Extract to read:
........

Becoming vaccine resistant
“It’s not even a real vaccine. You can catch Covid and also spread it if you are vaccinated. You don’t catch polio or MMR after you are vaccinated.”
This kind of comment found on Twitter/X is one example of a trend for ‘vaccine scepticism’ on social media, revealed by collaborative research led by Lancaster. The findings are important in terms of shaping future public health communications and planning around vaccinations.
“This study was made possible by a collaboration between linguists at Lancaster and colleagues with complementary expertise at University College London and Georgetown University in Washington DC,” explained Professor Elena Semino in Lancaster’s Linguistics Department. “The involvement of the UK Security Agency was also crucial in making sure that the study addressed relevant questions with regard to vaccine hesitancy and how it can be addressed.”

........

Source data:
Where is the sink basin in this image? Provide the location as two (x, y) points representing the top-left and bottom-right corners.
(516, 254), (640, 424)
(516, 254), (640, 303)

........

Complete the following:
(1) According to the article on vaccine resistance, which department is Professor Elena Semino in?
(2) Continue the article on vaccine resistance from the point where it stops.

Written answers:
(1) Lancaster's Linguistics Department.

(2)
The research — drawing on a nine-million-word body of words or ‘corpus’, consisting of tweets containing references to the MMR vaccine posted between 2008 and 2022 — found that scepticism about the status of any vaccine being a real vaccine was very rarely expressed on Twitter before 2020.
“The finding that some people on Twitter/X question the status of the COVID-19 vaccines as vaccines was unexpected,” said Elena, “and shows the importance of explaining how different vaccines work, depending on the nature of the disease, how they modify disease rather than prevent infection for example.”